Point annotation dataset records
-----

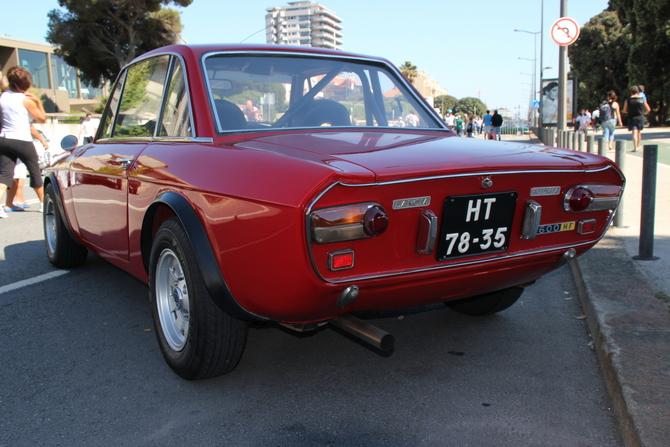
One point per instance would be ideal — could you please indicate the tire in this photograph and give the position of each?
(487, 304)
(198, 340)
(62, 250)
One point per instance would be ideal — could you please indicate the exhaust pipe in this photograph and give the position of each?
(364, 331)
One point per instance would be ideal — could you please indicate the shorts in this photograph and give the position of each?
(636, 123)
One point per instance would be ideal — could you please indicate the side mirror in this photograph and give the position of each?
(68, 142)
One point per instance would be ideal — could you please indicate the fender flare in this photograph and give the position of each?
(204, 253)
(51, 179)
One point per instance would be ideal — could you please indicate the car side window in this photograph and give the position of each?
(110, 113)
(141, 99)
(176, 120)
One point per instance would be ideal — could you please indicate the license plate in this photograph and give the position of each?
(476, 224)
(555, 228)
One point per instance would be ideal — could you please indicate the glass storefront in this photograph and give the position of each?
(36, 63)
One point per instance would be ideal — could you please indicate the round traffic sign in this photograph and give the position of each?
(564, 31)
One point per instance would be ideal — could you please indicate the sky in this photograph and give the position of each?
(470, 48)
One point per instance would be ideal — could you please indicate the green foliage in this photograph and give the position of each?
(100, 37)
(599, 59)
(444, 103)
(626, 45)
(409, 71)
(470, 106)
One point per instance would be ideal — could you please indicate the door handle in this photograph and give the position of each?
(125, 162)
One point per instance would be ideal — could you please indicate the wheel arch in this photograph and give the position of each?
(172, 204)
(50, 179)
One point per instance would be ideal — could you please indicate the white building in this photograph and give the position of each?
(304, 23)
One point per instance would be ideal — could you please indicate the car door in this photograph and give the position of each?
(99, 173)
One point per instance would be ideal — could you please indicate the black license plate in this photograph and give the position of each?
(476, 224)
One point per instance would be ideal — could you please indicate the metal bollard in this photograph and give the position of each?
(602, 147)
(580, 142)
(620, 159)
(590, 144)
(647, 215)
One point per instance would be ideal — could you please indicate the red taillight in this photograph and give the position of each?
(592, 197)
(348, 223)
(579, 199)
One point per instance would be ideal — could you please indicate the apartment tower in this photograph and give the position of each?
(304, 23)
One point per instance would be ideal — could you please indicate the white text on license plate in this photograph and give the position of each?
(555, 228)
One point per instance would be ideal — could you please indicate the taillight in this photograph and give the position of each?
(348, 223)
(581, 198)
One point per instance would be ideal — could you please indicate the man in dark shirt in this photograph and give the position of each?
(636, 107)
(496, 122)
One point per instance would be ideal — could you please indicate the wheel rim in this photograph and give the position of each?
(172, 299)
(50, 225)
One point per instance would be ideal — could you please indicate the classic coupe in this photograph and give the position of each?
(249, 183)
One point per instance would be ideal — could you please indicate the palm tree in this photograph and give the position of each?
(409, 71)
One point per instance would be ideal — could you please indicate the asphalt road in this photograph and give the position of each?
(80, 366)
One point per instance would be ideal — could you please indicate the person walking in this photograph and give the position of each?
(16, 142)
(496, 122)
(609, 115)
(636, 107)
(487, 124)
(88, 129)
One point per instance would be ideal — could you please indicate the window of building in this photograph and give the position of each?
(64, 76)
(36, 63)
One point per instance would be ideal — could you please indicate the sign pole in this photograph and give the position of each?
(562, 75)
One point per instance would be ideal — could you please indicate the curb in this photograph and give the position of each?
(631, 333)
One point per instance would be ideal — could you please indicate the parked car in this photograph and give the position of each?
(268, 183)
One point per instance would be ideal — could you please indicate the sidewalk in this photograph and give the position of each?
(627, 304)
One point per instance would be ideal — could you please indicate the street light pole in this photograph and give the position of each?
(534, 65)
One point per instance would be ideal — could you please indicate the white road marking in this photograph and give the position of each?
(31, 281)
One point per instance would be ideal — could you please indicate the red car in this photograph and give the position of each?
(298, 185)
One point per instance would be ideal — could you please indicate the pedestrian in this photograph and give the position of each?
(450, 119)
(88, 129)
(487, 124)
(636, 107)
(641, 88)
(584, 121)
(18, 106)
(459, 125)
(470, 127)
(496, 122)
(412, 119)
(609, 115)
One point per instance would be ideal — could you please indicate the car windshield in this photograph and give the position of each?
(278, 91)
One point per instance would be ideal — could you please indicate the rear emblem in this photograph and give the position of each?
(545, 191)
(414, 202)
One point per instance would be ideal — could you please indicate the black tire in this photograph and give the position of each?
(487, 304)
(62, 250)
(197, 339)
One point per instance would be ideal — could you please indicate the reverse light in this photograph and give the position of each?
(581, 198)
(348, 223)
(340, 260)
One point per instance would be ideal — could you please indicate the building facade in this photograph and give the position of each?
(304, 23)
(428, 86)
(57, 82)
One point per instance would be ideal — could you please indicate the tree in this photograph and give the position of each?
(649, 22)
(470, 106)
(444, 103)
(409, 71)
(599, 59)
(99, 37)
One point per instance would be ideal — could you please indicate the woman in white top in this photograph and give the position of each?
(16, 142)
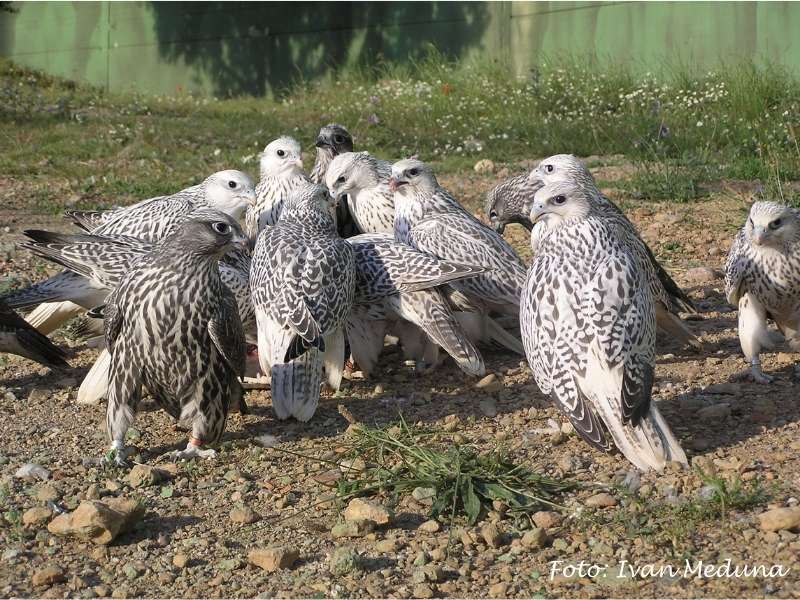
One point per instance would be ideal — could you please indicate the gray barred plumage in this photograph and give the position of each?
(511, 201)
(281, 173)
(67, 294)
(18, 337)
(172, 326)
(364, 180)
(588, 325)
(302, 281)
(762, 278)
(395, 283)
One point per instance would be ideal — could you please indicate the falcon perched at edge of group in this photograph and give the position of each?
(511, 201)
(173, 327)
(302, 279)
(589, 328)
(67, 295)
(762, 278)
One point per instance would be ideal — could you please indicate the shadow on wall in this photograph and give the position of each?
(259, 48)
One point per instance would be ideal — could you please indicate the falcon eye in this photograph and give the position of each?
(221, 228)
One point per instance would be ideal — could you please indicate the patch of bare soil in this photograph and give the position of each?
(188, 544)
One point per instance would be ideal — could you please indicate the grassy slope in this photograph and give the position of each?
(679, 129)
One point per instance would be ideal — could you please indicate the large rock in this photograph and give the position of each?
(98, 522)
(364, 510)
(272, 559)
(780, 518)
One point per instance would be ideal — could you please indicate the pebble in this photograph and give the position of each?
(244, 515)
(36, 516)
(430, 526)
(491, 535)
(273, 558)
(366, 510)
(48, 576)
(780, 518)
(601, 500)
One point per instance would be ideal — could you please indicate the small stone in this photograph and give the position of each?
(364, 510)
(535, 538)
(547, 519)
(602, 500)
(180, 560)
(491, 535)
(352, 529)
(274, 558)
(244, 515)
(142, 475)
(48, 493)
(484, 166)
(702, 275)
(48, 576)
(344, 560)
(780, 518)
(430, 526)
(714, 412)
(489, 384)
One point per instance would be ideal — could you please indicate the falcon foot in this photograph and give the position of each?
(193, 451)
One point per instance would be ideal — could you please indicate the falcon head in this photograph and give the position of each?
(511, 202)
(772, 225)
(559, 168)
(351, 172)
(230, 192)
(282, 158)
(334, 139)
(210, 232)
(557, 203)
(412, 175)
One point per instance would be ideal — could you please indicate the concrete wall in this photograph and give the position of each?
(230, 48)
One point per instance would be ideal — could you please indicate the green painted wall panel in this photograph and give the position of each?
(255, 48)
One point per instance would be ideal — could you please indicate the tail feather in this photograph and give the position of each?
(675, 327)
(94, 386)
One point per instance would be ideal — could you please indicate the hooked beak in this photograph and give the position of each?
(395, 183)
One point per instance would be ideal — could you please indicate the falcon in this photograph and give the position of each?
(430, 220)
(762, 277)
(171, 325)
(67, 295)
(588, 325)
(281, 172)
(395, 283)
(510, 202)
(364, 180)
(302, 281)
(104, 260)
(18, 337)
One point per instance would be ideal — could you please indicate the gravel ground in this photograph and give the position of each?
(204, 518)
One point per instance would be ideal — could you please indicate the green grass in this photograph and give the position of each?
(681, 128)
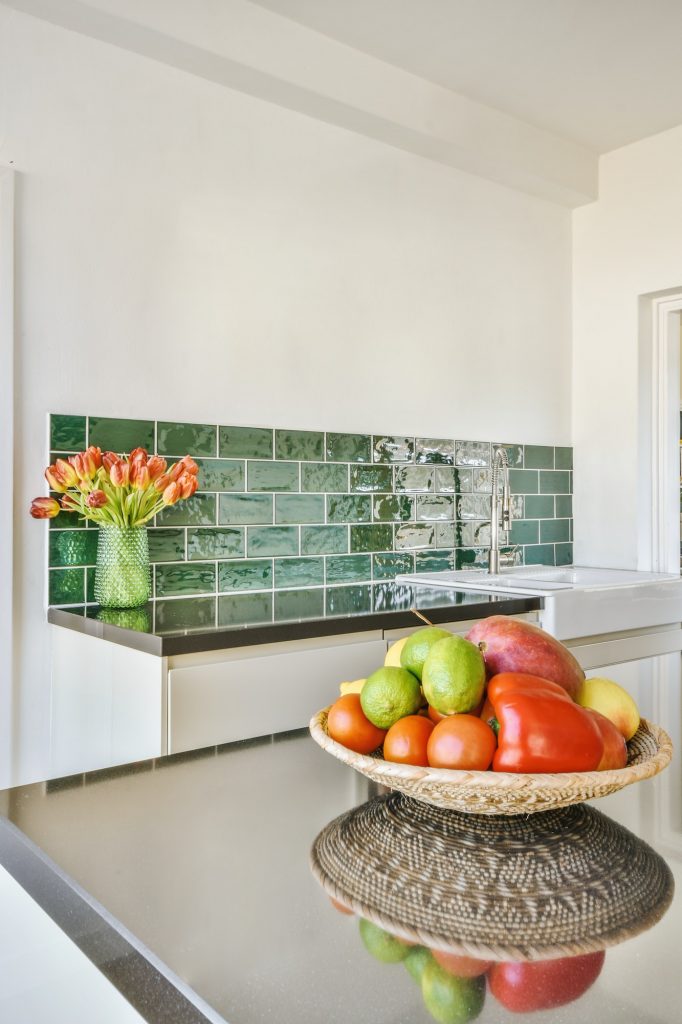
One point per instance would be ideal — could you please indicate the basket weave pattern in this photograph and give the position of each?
(649, 752)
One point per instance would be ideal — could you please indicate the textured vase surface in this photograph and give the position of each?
(123, 578)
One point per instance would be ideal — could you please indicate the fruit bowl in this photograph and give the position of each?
(649, 752)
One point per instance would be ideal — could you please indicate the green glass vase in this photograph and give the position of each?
(123, 578)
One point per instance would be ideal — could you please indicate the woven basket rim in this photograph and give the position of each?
(494, 780)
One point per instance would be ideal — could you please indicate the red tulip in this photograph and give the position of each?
(156, 466)
(44, 508)
(120, 473)
(96, 499)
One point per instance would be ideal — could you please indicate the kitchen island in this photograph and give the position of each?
(187, 881)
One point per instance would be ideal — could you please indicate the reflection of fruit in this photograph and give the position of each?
(514, 645)
(406, 740)
(347, 725)
(416, 961)
(462, 741)
(389, 694)
(615, 750)
(418, 647)
(461, 967)
(354, 687)
(450, 999)
(544, 984)
(454, 676)
(393, 653)
(612, 701)
(383, 946)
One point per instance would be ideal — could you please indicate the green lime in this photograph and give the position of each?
(416, 962)
(382, 945)
(451, 999)
(388, 694)
(454, 677)
(418, 647)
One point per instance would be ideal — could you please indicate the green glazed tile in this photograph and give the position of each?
(434, 450)
(246, 573)
(325, 477)
(348, 600)
(67, 586)
(68, 432)
(393, 508)
(305, 445)
(371, 478)
(196, 511)
(371, 538)
(299, 508)
(420, 535)
(324, 540)
(348, 568)
(220, 474)
(430, 507)
(121, 435)
(245, 442)
(184, 613)
(415, 477)
(539, 507)
(434, 561)
(348, 508)
(214, 542)
(272, 476)
(393, 450)
(539, 554)
(523, 481)
(390, 564)
(166, 545)
(245, 609)
(299, 604)
(298, 571)
(554, 482)
(181, 580)
(524, 531)
(178, 439)
(348, 448)
(73, 547)
(245, 509)
(271, 541)
(538, 457)
(552, 530)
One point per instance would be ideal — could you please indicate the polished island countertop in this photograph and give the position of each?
(195, 884)
(202, 624)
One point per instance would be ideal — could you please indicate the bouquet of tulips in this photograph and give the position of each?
(113, 491)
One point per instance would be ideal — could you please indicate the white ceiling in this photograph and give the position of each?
(601, 73)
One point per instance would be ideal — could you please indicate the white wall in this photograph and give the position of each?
(627, 245)
(187, 252)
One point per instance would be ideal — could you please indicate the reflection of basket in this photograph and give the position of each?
(502, 793)
(559, 884)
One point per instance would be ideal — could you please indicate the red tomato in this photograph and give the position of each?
(461, 967)
(348, 726)
(406, 740)
(462, 741)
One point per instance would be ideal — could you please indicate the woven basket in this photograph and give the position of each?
(503, 793)
(560, 884)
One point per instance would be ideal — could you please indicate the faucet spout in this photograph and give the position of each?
(499, 508)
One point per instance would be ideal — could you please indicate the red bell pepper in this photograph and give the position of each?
(544, 984)
(541, 728)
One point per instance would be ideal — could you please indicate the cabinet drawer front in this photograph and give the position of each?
(256, 696)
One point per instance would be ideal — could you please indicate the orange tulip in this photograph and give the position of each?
(44, 508)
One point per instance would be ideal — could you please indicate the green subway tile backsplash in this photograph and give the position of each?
(295, 523)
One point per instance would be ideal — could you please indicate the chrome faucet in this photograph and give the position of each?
(500, 461)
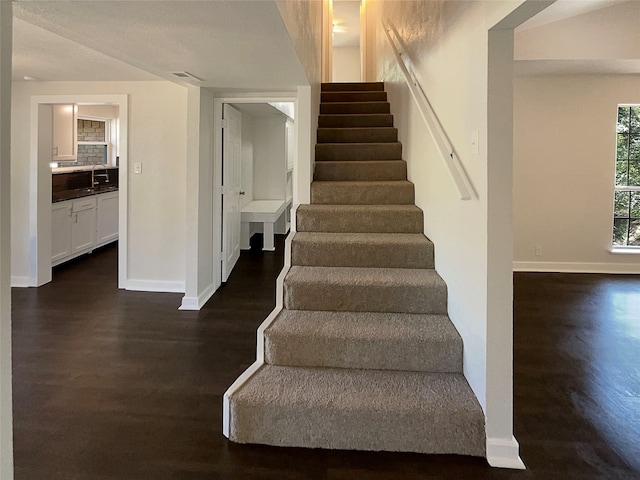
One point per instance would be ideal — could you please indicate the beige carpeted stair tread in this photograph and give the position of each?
(358, 151)
(359, 120)
(361, 170)
(390, 250)
(393, 192)
(352, 86)
(359, 218)
(357, 135)
(352, 289)
(358, 409)
(364, 340)
(361, 96)
(354, 107)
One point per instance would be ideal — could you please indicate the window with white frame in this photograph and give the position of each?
(626, 222)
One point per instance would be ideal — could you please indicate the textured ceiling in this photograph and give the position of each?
(561, 9)
(43, 55)
(231, 45)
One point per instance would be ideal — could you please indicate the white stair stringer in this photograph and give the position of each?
(255, 366)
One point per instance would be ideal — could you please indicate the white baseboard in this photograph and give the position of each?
(20, 282)
(154, 286)
(196, 303)
(577, 267)
(244, 377)
(504, 453)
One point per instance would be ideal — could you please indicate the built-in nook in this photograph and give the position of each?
(267, 148)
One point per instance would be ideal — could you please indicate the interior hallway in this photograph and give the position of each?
(113, 384)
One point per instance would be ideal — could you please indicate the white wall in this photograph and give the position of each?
(346, 64)
(269, 158)
(303, 19)
(6, 416)
(564, 168)
(156, 199)
(247, 160)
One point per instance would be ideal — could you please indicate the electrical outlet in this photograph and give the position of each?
(475, 143)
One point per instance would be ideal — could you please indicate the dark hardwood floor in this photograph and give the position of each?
(111, 384)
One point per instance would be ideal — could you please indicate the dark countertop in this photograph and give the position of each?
(81, 192)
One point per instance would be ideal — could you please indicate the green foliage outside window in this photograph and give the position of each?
(626, 224)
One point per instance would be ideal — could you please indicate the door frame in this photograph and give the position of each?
(218, 103)
(40, 270)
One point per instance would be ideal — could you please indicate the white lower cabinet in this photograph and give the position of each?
(79, 226)
(61, 221)
(107, 229)
(83, 225)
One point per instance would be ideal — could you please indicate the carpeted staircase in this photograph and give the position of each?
(363, 355)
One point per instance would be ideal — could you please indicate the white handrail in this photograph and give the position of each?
(455, 167)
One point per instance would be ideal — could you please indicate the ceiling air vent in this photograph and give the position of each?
(186, 76)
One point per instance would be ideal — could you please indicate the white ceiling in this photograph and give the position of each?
(230, 45)
(37, 54)
(562, 9)
(559, 18)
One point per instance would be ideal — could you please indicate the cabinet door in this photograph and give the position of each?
(83, 230)
(107, 218)
(65, 127)
(60, 231)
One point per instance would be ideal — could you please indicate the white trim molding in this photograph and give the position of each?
(196, 303)
(154, 286)
(504, 453)
(21, 282)
(577, 267)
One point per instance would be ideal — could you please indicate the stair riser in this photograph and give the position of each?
(337, 429)
(360, 222)
(358, 151)
(355, 107)
(350, 194)
(335, 254)
(362, 170)
(342, 297)
(349, 419)
(355, 121)
(363, 354)
(353, 97)
(357, 135)
(352, 87)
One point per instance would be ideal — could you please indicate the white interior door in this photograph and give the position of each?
(231, 184)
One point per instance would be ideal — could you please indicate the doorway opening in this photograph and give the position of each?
(63, 211)
(257, 162)
(346, 41)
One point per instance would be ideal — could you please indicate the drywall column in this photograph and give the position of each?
(499, 403)
(202, 263)
(303, 172)
(6, 416)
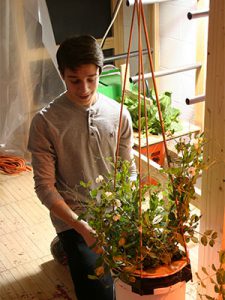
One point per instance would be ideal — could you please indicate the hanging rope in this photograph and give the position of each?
(12, 165)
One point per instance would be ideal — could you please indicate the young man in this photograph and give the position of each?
(71, 140)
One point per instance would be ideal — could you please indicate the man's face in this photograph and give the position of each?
(82, 84)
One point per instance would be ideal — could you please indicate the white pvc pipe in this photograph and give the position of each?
(168, 72)
(197, 14)
(131, 2)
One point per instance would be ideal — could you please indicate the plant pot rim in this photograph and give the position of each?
(162, 271)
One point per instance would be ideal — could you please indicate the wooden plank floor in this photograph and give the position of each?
(27, 268)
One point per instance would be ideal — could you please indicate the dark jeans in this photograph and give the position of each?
(82, 262)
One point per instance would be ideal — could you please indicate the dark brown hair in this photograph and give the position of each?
(80, 50)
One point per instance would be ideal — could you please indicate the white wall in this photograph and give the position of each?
(177, 48)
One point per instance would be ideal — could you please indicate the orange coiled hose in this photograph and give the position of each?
(13, 165)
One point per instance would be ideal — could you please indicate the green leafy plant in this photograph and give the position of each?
(165, 221)
(170, 114)
(217, 277)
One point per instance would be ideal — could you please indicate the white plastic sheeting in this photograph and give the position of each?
(28, 74)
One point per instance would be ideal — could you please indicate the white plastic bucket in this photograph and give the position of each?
(173, 292)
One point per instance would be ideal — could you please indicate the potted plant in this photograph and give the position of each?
(147, 248)
(170, 117)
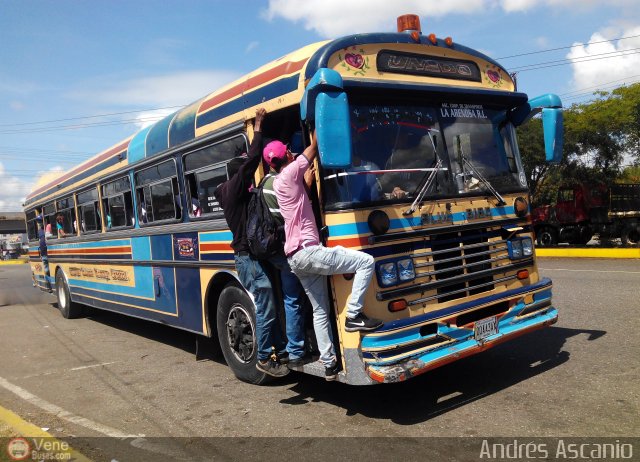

-----

WRITTEN EXERCISE — Arrange the rows as a JSON list of strings, with one string per line and no blank lines. Begin with the line containing "the dark brown", continue through the end of the rows, and omit the pictures.

ANSWER BELOW —
[
  "One point per instance would be ideal — could you please indicate the dark brown hair in this photograph and give the position of each?",
  "(80, 50)",
  "One point per instance would be ideal — could you please indicate the white wall in this photograph and give the position of each?",
  "(177, 48)",
  "One point per instance would be ideal — could you please indicate the orange coiled hose in this photograph and give the position of each?",
  "(13, 165)",
  "One point per instance would be ideal — could you please indicate the green leafy plant in this photograph and give the position of each?",
  "(165, 221)",
  "(170, 114)",
  "(217, 277)",
  "One point per instance would be ideal — could you please indicate the white plastic sheeting in this photograph and give the position of each?",
  "(28, 74)",
  "One point per instance would be ideal — could you please indicate the white plastic bucket in this photograph and give the position of each?",
  "(173, 292)",
  "One point per instance would be ideal — could you please indicate the potted plant in this photograph and give the position of each?",
  "(147, 248)",
  "(170, 117)"
]